▶ Requirements
Repeat the whole of the data, keeping every detail the same.

▶ Material provided

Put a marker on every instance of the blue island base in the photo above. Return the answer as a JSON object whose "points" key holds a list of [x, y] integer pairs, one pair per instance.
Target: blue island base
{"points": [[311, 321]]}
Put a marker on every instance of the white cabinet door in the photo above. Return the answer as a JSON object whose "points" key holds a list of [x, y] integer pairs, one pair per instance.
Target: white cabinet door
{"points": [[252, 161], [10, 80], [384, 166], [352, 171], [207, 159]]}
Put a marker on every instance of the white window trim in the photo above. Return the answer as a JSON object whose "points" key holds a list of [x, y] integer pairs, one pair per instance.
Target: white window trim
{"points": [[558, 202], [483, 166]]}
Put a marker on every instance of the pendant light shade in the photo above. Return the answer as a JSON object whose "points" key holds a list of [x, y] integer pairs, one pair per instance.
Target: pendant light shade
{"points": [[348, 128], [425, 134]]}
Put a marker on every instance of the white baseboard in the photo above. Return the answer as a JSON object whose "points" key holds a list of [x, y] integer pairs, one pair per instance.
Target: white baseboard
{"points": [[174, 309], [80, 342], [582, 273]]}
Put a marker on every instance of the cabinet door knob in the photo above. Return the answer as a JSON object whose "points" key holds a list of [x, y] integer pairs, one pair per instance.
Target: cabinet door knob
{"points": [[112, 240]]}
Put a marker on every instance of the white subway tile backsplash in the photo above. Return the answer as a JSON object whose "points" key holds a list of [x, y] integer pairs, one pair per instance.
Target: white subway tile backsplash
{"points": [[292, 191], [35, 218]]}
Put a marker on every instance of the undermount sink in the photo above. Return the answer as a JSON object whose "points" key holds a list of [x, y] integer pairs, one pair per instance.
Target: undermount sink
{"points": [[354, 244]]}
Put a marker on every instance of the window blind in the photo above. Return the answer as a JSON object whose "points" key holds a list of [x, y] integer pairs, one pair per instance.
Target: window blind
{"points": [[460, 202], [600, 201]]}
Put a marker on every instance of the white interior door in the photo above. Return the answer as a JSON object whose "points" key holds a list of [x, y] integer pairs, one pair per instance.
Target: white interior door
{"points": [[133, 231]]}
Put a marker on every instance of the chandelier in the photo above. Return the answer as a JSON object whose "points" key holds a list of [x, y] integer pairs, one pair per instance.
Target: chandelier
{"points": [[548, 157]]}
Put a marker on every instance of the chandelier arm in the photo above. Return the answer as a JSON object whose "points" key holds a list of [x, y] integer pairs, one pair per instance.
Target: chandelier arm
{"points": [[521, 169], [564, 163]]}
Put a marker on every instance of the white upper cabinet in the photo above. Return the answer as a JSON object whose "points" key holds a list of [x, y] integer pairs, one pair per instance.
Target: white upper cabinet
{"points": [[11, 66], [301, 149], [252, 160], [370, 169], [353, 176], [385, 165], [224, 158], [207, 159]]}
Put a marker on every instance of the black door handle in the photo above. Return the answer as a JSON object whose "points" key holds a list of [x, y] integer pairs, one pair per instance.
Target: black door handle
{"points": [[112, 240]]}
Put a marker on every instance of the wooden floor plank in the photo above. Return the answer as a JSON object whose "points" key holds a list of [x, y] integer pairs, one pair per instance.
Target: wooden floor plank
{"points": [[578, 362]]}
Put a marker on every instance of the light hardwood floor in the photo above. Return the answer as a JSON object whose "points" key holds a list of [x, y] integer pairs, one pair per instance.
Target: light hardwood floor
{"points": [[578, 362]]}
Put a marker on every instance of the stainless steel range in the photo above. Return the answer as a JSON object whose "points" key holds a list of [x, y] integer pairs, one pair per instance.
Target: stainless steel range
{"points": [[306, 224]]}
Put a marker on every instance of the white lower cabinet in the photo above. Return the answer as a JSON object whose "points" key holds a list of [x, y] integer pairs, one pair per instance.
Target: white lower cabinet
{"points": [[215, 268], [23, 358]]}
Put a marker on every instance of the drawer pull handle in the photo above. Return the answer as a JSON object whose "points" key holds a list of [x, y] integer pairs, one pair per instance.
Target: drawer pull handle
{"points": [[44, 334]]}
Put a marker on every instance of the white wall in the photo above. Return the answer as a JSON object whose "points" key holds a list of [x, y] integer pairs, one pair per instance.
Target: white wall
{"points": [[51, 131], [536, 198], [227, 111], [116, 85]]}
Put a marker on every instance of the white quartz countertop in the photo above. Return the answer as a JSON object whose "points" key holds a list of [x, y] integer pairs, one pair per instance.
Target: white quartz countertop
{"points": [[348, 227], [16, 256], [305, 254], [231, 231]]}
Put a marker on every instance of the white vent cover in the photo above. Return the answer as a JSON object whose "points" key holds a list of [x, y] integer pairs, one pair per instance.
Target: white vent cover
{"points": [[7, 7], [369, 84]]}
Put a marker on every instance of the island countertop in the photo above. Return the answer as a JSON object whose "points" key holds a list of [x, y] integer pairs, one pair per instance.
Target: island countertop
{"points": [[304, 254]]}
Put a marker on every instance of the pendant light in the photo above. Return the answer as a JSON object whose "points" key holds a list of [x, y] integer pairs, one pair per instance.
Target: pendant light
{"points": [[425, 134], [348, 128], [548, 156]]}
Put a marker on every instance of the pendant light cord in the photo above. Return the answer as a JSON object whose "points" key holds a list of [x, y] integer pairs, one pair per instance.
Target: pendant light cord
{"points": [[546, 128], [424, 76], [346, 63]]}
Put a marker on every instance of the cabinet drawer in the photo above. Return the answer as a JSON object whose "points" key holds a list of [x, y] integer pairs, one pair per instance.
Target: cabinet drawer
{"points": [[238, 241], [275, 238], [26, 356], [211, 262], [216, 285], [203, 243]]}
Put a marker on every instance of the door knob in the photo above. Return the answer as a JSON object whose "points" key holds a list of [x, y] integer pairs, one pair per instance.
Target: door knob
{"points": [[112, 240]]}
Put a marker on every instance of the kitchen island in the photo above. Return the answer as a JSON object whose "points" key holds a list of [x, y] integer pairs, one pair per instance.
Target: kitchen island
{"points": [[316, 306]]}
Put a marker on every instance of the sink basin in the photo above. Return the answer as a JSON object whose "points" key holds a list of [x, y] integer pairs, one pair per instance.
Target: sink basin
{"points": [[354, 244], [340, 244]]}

▶ Result
Put a marker on every instance of the blue island base in the photo above. Return the answer as a JSON object whose "points" key holds a list of [x, y] integer pairs, one pair per instance.
Target: blue island base
{"points": [[311, 321]]}
Put a marker on every instance of the white cabinet door in the photo above. Return the answer as a JSON object whose "points" key holds a list of [x, y] integer pairs, one pair per instance.
Target: white cabinet door
{"points": [[252, 161], [10, 80], [384, 166], [352, 171], [207, 159]]}
Put a marker on every instance of the white window trim in the photo above. Return the answer as a JSON object whose "points" key holds a list of [x, y] integer pairs, one pair per instance.
Target: white window trim
{"points": [[558, 202], [483, 166]]}
Put a marker on every instance of the pendant light shade in the photo above. Return the answer as a JSON object whose "points" key holds a list of [x, y] integer pairs, one pair per instance.
Target: pendant light shade
{"points": [[348, 128], [425, 134]]}
Put a marker on every instance of the white baseboard in the photo above. Return the answer as a JSON object whose "points" key holds a list of [x, y] integer pairs, one pair per instance.
Target: white baseboard
{"points": [[174, 309], [80, 342], [582, 273]]}
Put a marker on every instance of the cabinet door knob in the photo above. Return the answer as a JSON object whose "points" key holds a list of [x, y] integer pairs, one pair per instance.
Target: cabinet door knob
{"points": [[112, 240]]}
Put a marker on every instance of the white subway tile backsplash in the photo above. Return the answer as a JSON object whose "points" key holds a list of [x, y] integer pairs, one pair per instance.
Target: white subway tile backsplash
{"points": [[292, 191], [35, 218]]}
Put a marker on every instance of the undermount sink in the photo above. Return the answer as a JSON object whose "points" key holds a list of [x, y] integer pairs, one pair per instance.
Target: undermount sink
{"points": [[354, 244]]}
Put a marker on every instance of the window blind in the photo above. Return the answer as a JSON object whose "points" key holds a list of [x, y] integer pairs, one pair per instance.
Target: window blind
{"points": [[460, 202], [600, 201]]}
Put a marker on every instance of the white interior door in the photo above. Return the answer as a JSON object whose "points" key holds a list of [x, y] integer pairs, one pair per instance.
Target: white interior door
{"points": [[133, 231]]}
Put a marker on every instance of the chandelier in the photo above. Return the answer as a JSON object whose "points" key holds a list of [x, y] integer pairs, one pair per instance.
Target: chandelier
{"points": [[548, 157]]}
Put a marker on every instance of the chandelier arm in the photo above. Return the answer as a JSON object whose "points" key holds a list of [x, y] integer pairs, one pair per instance.
Target: chandelier arm
{"points": [[521, 169], [564, 163]]}
Put a marker on every instance of the white upper cabinet in the photo above. Return the answer as a JSON object whose "points" key holds a list of [x, y] integer pairs, one pair per instance.
Target: white upper cabinet
{"points": [[11, 66], [301, 149], [252, 160], [370, 169], [353, 176], [385, 165], [224, 158], [207, 159]]}
Put a marker on every instance of the black door handle in the photo above. Return the answer as a JSON object whose "points" key holds a list of [x, y] integer pairs, one pair per instance.
Target: black door handle
{"points": [[112, 240]]}
Put a marker on every instance of the wooden floor plank in the photo above. Return the answer as a JSON object whose "points" key holds a list of [x, y] integer pairs, one pair per instance.
Target: wooden floor plank
{"points": [[578, 362]]}
Put a marker on every instance of the light hardwood floor in the photo above. Return the answer as a JSON object whose "points" key holds a list of [x, y] integer pairs, one pair per instance.
Target: light hardwood floor
{"points": [[578, 362]]}
Put a marker on every instance of the stainless steel range in the photo above. Return the answer as a JSON object whose "points" key holds a list of [x, y] integer pairs, one pair per instance.
Target: stainless steel range
{"points": [[306, 224]]}
Put a marker on every instance of the white lower cabinet in the photo above. Return the answer as a JSON object whose "points" key holds a list of [x, y] integer pairs, one pair per instance.
Target: white lower cabinet
{"points": [[215, 268], [23, 358]]}
Put a marker on every instance of the drawer pull handle in the photo above. Return the answer as a JSON object whose "points" key holds a list of [x, y] integer pairs, one pair per instance.
Target: drawer pull handle
{"points": [[44, 334]]}
Put a marker on every instance of the white wall in the photo above. Return the answer as a JSON object whose "points" key holds a list of [x, y] integer pairs, one pair per instance.
Target: white wall
{"points": [[51, 131], [536, 198], [227, 111], [116, 85]]}
Put a marker on every instance of the white quartz countertop in the photo above. Return the answer as a JSON object whose "points" key holds a list of [x, y] integer pairs, one pair per instance.
Target: white quartz countertop
{"points": [[348, 227], [16, 256], [305, 254], [231, 231]]}
Put a marker on every instance of the white vent cover in the photo above. Return the answer as a JSON object whose "points" key holds a list of [x, y] integer pairs, one pair per instance.
Target: white vent cover
{"points": [[7, 7], [369, 84]]}
Put a marker on every instance of the island countertop in the photo above. Return the answer as a JSON object whose "points" key holds a list of [x, y] integer pairs, one pair per instance.
Target: island countertop
{"points": [[304, 254]]}
Put a marker on every instance of the pendant light in the photo above. Return the answer as a JSON object whose "points" key holds a list of [x, y] integer pairs, one pair per instance.
Target: pendant light
{"points": [[425, 134], [348, 128], [548, 156]]}
Put a marker on every instance of the pendant light cord in the photo above. Return the answer as a JSON object whose "points" key holds a list of [x, y] integer pairs, one pair per instance.
Target: pendant light cord
{"points": [[546, 128], [424, 76], [346, 63]]}
Put a marker on every instance of the cabinet drawer in the photo above. Return the answer as a JSON object whose "points" key holds a list of [x, y] integer pairs, one pair per instance.
Target: cabinet drawer
{"points": [[238, 241], [275, 238], [26, 356], [211, 262], [216, 285], [203, 243]]}
Put a marker on every instance of the door knob in the photo above. Return the answer as a JSON object whose "points" key holds a list of [x, y] integer pairs, one pair per instance.
Target: door knob
{"points": [[112, 240]]}
Put a marker on every instance of the kitchen island in the photo above. Return the answer as a JSON object whose "points" key holds a list of [x, y] integer pairs, one pair per instance.
Target: kitchen island
{"points": [[316, 306]]}
Put a marker on every instance of the sink basin in the photo above. Return the answer as a JSON object whose "points" key holds a list of [x, y] integer pairs, one pair per instance.
Target: sink basin
{"points": [[354, 244], [340, 244]]}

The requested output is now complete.